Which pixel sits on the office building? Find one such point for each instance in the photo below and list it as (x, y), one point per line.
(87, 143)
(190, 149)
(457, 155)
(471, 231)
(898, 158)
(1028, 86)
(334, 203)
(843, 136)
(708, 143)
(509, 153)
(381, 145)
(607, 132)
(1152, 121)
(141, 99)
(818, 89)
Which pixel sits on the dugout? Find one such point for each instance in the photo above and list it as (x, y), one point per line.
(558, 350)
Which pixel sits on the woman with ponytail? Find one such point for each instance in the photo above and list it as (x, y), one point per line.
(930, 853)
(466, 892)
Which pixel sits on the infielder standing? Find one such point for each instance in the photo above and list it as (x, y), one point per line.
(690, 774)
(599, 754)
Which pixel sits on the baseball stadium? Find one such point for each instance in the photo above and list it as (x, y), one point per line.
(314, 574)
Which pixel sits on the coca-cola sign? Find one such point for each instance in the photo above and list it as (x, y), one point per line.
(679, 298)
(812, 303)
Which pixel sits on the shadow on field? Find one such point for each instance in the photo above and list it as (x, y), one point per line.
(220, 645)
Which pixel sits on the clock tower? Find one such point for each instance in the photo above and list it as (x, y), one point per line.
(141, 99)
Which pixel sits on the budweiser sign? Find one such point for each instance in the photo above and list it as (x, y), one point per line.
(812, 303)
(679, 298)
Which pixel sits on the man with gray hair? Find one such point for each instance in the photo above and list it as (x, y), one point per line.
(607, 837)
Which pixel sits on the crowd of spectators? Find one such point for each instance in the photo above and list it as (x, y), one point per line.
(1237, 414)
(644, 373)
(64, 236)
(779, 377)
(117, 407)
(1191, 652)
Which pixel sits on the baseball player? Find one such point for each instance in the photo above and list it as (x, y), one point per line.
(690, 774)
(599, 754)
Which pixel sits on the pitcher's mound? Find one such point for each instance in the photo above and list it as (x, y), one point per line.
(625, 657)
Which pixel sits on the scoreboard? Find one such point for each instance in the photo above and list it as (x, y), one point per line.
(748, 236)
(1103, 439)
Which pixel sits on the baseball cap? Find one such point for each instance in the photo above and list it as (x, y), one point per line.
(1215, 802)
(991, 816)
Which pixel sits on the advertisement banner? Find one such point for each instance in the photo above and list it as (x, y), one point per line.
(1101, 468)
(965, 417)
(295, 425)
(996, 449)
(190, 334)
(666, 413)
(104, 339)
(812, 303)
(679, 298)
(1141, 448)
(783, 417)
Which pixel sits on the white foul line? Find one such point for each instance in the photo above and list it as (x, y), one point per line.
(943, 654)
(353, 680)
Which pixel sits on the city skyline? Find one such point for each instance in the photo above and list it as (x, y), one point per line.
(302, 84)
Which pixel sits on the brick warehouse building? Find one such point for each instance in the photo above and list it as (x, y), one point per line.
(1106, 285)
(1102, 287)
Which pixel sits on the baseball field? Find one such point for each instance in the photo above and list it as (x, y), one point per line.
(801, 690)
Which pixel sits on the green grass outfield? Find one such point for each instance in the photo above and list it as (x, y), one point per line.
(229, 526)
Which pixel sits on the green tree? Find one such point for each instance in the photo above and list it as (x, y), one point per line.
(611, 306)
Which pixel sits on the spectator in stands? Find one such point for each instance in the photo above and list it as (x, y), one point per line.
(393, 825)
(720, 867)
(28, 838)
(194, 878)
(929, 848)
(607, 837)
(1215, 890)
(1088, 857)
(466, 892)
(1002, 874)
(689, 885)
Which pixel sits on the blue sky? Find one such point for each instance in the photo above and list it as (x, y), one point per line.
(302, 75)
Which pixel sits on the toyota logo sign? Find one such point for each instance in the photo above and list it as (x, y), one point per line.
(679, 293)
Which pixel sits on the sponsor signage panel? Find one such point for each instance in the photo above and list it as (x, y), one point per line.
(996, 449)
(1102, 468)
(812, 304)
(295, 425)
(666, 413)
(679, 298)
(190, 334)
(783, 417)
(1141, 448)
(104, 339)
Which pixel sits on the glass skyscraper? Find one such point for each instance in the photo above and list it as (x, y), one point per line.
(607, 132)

----------

TASK STATEMENT – Go through the records and print each one exactly.

COMPLETED TASK –
Which pixel sits on the office building? Find one such point for each instance in the photo below and list it as (x, y), one point per line.
(87, 143)
(190, 149)
(457, 155)
(471, 231)
(898, 158)
(1028, 86)
(334, 203)
(843, 136)
(708, 143)
(509, 153)
(381, 145)
(607, 132)
(1152, 121)
(141, 99)
(818, 89)
Which pixel sits on the dugout? Find one such point for each instance in the photo above and list it as (x, y), one point per line.
(558, 350)
Which pixel sits on the woman with ponytail? Find one such point for each instance in the photo above and list it as (x, y), one point per line.
(930, 853)
(466, 892)
Which pixel sits on the infielder standing? Find one such point for each instance in the photo above and list it as (x, y), one point per line.
(690, 774)
(599, 754)
Which pixel sits on the baseball stadium? Find one such point for each instance in the photo above and list it as (x, y), one point per line.
(314, 574)
Which pixel sits on the coca-cola sign? Find one such point for each instance in the photo above and list it as (x, y), one point per line.
(679, 298)
(812, 303)
Which pixel sits on the shadow on field? Find one such point for each instance in the photo above and list it as (x, y), one point per line.
(220, 645)
Which pixel sits on the clock tower? Find one such point for each instance in the photo above and list it as (x, y), one point per line.
(141, 99)
Which pixel sits on the budweiser sign? Find one such point for each instance in the photo above and list it as (x, y), one point per line.
(812, 303)
(679, 298)
Which pixel sits on the man with gray hair? Find one such point for each instance in the photo above and list it as (x, y), one point per line.
(607, 837)
Which pixel sits on the crowd of spectators? Find one such point for each instance in the photo above and list it as (x, y), one point per line.
(1237, 414)
(644, 373)
(64, 236)
(779, 377)
(117, 407)
(1191, 652)
Which pixel sits on the baseball player? Find one such point for each instance in the photo above and list it as (x, y), one point per line.
(690, 774)
(599, 754)
Which pixel sits on the pitcher's mound? Find one such point for each instance in the photo above and list it as (x, y), one point per line.
(625, 657)
Which pixel sits on the scoreboard? Find one such point for each instance in the photo above and list it as (x, y), one point per line.
(748, 236)
(1103, 439)
Which pixel sits on the baseball cap? Find one such point for each instance in the photo above and list it as (x, y), one point per line.
(1215, 802)
(991, 816)
Which pixel sits on the advertisement banner? Find one such point for each instance in the photo above and list it as (x, y), one point per line.
(1101, 468)
(965, 417)
(295, 425)
(996, 449)
(190, 334)
(666, 413)
(104, 339)
(812, 303)
(679, 298)
(1141, 448)
(783, 417)
Which pixel sits on the white foul line? Find one such point for each instance in the photo above and list it as (x, y), one point per line.
(943, 654)
(353, 680)
Which pixel sits on the city skyline? Find one such point for each instance in the photo above and list it as (x, y), one point per line.
(302, 84)
Which pixel sits on the brick warehouse building? Find one such point for each instance in the photo above and list it as (x, y), one point per line.
(1106, 285)
(1102, 287)
Which pixel sits on the baseball field? Find one such point for each instance in the photo above and list it as (x, y), one point per line.
(801, 690)
Which pixel sits on the green grass outfield? Find one such point for each instance in the photo above and list it as (x, y), one point per line.
(229, 526)
Which pixel sits on the green tree? Find one such point for each instance in the photo above and list it as (x, y), one point per line.
(611, 306)
Which pixel sits on the spectator in stands? Find one such point for each instance in the photo above and list it as (x, y), one point per line.
(393, 825)
(720, 867)
(28, 838)
(194, 878)
(929, 848)
(607, 837)
(1215, 890)
(1088, 857)
(466, 892)
(1002, 874)
(689, 885)
Which pixel sits on the blue sky? Find one such point for each instance in the photo above and list it as (x, y), one point per line.
(302, 75)
Which pixel sits on the toyota logo sign? Find one such point for each instance in the photo above and list it as (x, y), one point per line.
(679, 293)
Which pixel sits on the sponsor signage panel? Find one such point for each instance in the photo above and list it as (x, y), one point per line.
(996, 449)
(1102, 468)
(812, 304)
(295, 425)
(666, 413)
(679, 298)
(190, 334)
(783, 417)
(1141, 448)
(104, 339)
Which pixel sits on the glass skyscraper? Find one such point for each instance in the photo above and list it as (x, y), one point per line.
(607, 132)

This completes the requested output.